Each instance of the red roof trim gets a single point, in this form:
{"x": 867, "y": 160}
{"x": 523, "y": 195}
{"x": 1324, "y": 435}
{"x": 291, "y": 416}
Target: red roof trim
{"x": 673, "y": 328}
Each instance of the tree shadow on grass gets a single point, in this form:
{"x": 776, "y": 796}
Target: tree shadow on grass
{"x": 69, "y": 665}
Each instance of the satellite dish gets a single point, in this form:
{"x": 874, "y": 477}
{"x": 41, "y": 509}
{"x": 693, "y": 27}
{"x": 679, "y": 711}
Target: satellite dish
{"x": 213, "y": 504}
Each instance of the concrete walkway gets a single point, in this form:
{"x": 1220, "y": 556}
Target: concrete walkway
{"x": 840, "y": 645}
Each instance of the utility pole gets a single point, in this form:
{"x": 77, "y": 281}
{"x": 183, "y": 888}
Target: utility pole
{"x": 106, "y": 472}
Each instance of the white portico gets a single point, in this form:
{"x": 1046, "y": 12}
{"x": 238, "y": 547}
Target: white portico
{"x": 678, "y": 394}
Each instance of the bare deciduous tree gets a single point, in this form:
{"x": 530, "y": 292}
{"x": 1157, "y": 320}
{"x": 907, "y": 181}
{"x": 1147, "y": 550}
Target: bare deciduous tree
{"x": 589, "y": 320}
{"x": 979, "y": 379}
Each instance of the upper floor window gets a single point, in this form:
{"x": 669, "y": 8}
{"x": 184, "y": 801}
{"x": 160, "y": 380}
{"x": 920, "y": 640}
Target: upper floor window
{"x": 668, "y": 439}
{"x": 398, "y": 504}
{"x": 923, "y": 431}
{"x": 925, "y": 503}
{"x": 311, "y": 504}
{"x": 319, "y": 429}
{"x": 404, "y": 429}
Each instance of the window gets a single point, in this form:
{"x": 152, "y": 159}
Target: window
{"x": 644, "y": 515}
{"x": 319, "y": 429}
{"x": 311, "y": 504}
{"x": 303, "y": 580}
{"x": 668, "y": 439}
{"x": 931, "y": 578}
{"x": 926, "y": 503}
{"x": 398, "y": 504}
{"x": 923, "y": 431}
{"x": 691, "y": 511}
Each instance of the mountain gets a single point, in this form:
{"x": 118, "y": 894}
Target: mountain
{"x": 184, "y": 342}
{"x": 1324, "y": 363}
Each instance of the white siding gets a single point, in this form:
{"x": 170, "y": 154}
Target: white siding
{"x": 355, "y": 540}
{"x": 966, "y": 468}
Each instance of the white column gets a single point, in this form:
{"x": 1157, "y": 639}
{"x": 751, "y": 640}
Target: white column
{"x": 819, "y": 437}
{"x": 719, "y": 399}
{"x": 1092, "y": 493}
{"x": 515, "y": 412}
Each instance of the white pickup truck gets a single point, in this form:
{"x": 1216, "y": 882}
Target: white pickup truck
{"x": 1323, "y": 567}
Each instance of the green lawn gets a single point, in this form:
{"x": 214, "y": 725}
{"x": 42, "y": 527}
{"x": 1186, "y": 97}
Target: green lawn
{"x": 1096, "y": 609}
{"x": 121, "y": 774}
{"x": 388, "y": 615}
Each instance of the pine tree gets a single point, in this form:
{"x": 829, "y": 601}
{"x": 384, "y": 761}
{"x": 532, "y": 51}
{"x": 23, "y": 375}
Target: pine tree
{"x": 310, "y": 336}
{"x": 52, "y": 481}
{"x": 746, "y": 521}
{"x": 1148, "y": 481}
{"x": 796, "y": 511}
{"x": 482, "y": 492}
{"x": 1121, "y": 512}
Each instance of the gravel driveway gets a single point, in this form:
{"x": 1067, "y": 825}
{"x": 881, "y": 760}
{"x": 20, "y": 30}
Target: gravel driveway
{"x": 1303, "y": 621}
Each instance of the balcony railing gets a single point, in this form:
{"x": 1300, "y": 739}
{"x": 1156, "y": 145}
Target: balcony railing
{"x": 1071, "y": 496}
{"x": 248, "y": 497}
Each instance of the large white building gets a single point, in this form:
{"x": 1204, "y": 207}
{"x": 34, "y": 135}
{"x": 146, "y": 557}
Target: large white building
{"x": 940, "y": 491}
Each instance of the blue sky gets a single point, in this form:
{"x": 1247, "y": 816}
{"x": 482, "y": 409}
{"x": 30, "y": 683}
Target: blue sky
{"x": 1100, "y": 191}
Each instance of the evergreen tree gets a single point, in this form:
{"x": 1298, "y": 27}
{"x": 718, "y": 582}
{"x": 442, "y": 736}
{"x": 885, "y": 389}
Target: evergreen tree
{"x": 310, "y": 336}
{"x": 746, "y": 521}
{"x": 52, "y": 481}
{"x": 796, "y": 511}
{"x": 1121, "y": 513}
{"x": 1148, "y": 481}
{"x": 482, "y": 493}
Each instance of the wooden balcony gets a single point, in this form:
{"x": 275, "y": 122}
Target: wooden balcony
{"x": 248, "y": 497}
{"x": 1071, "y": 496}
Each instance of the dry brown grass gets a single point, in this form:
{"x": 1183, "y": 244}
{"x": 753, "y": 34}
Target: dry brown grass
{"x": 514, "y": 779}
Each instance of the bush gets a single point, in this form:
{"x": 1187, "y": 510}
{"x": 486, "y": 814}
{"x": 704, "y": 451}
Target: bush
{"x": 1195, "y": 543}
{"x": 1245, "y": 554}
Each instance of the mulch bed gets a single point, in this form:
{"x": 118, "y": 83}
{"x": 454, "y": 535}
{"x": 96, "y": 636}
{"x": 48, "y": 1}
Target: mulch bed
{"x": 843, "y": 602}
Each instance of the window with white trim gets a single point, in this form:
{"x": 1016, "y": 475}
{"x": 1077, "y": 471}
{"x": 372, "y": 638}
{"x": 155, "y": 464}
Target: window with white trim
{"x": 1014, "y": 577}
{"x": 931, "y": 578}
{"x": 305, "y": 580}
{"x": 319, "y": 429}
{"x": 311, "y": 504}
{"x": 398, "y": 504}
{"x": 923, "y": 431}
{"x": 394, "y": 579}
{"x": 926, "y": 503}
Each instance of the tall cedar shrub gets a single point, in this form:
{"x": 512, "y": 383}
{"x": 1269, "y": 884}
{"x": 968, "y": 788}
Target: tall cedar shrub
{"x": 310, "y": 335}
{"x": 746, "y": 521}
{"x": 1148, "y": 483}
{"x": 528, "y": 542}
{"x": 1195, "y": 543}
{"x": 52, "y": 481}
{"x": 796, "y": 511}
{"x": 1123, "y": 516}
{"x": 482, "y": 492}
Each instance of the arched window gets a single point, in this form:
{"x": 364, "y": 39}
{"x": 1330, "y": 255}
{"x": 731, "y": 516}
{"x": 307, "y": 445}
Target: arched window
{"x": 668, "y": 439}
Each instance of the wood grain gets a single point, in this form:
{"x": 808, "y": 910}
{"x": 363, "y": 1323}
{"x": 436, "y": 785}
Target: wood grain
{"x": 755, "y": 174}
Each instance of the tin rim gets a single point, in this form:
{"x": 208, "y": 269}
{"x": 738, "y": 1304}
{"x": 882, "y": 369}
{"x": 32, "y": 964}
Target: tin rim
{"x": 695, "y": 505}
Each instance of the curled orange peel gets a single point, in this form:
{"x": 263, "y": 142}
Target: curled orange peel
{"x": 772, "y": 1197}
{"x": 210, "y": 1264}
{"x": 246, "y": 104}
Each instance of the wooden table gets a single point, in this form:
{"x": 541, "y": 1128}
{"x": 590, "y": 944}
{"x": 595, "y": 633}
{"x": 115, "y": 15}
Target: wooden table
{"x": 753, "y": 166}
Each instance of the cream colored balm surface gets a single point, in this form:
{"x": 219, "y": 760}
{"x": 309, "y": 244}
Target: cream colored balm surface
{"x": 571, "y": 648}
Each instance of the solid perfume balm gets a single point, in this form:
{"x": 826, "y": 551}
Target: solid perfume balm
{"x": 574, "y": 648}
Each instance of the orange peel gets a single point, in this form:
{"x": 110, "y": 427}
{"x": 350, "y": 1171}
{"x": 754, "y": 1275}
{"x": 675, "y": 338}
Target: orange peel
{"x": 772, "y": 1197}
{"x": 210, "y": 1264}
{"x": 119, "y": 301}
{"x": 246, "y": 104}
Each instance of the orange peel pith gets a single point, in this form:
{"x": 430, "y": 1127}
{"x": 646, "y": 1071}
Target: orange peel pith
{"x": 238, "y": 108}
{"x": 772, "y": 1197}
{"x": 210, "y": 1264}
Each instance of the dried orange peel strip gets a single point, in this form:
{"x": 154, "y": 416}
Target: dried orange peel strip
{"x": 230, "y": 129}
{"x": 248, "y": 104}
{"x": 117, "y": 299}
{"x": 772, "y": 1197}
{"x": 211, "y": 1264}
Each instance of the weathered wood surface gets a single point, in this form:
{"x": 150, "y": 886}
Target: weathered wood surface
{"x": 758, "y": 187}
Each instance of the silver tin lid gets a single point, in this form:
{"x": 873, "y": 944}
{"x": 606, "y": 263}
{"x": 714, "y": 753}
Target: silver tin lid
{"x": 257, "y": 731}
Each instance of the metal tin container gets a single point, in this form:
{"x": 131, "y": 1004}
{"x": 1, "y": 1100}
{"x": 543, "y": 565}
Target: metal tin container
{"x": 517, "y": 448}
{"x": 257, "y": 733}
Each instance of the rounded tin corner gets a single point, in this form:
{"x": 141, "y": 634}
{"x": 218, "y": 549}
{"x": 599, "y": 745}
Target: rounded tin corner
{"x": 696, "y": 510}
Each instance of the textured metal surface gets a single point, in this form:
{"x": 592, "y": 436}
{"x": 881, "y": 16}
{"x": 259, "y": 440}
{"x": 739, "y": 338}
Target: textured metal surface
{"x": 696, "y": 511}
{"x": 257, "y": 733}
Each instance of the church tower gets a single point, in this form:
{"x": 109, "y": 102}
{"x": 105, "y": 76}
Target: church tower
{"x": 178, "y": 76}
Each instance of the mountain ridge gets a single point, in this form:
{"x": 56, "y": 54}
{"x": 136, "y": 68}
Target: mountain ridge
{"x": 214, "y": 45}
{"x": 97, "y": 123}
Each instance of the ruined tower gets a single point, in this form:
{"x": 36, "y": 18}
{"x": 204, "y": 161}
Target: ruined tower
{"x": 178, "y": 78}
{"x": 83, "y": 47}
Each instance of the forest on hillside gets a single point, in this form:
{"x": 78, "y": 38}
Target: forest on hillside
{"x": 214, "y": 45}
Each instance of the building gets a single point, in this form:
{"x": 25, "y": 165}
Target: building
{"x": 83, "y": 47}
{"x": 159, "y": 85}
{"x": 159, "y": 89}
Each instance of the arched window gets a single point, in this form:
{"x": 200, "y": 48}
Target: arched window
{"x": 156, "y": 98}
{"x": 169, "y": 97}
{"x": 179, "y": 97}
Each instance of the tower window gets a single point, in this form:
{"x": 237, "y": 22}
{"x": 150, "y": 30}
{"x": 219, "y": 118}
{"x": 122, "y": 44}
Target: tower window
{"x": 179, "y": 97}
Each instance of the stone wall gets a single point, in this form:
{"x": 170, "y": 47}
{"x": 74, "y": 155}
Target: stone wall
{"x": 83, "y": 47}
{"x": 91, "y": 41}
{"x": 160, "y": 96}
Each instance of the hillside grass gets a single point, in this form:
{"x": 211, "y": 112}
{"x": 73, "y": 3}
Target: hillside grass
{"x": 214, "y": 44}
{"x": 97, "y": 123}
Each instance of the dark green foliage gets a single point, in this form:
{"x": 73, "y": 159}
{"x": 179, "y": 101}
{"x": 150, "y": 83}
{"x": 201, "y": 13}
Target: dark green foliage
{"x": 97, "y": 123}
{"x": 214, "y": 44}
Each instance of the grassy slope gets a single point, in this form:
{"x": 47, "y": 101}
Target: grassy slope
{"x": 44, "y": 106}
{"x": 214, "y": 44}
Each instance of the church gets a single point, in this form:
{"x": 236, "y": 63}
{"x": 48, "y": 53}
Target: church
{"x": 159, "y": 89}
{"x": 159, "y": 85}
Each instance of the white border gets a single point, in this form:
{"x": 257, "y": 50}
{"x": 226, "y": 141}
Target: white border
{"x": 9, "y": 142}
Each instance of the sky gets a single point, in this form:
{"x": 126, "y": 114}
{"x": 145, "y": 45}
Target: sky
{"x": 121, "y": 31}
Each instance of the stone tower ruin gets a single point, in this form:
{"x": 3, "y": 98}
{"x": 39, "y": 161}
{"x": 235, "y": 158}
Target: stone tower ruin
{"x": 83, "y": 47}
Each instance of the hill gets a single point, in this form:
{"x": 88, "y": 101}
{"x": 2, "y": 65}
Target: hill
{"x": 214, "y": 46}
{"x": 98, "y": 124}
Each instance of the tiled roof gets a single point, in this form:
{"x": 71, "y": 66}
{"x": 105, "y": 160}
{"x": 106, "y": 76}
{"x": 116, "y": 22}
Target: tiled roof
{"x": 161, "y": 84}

========================

Exercise task: Please render the lines of the material as a JSON list of strings, one string per line, starting at the line that contains "Each instance of the hill gets" and ending with the last line of the material, both included, and leaving out any blank lines.

Response to this task:
[
  "Each instance of the hill gets a single point, in this form:",
  "{\"x\": 88, \"y\": 101}",
  "{\"x\": 2, \"y\": 65}",
  "Target: hill",
  "{\"x\": 214, \"y\": 46}",
  "{\"x\": 98, \"y\": 124}",
  "Each instance of the tiled roof gets a single point, in this form:",
  "{\"x\": 71, \"y\": 66}",
  "{\"x\": 105, \"y\": 160}",
  "{\"x\": 106, \"y\": 76}",
  "{\"x\": 116, \"y\": 22}",
  "Target: tiled roof",
  "{\"x\": 161, \"y\": 84}"
]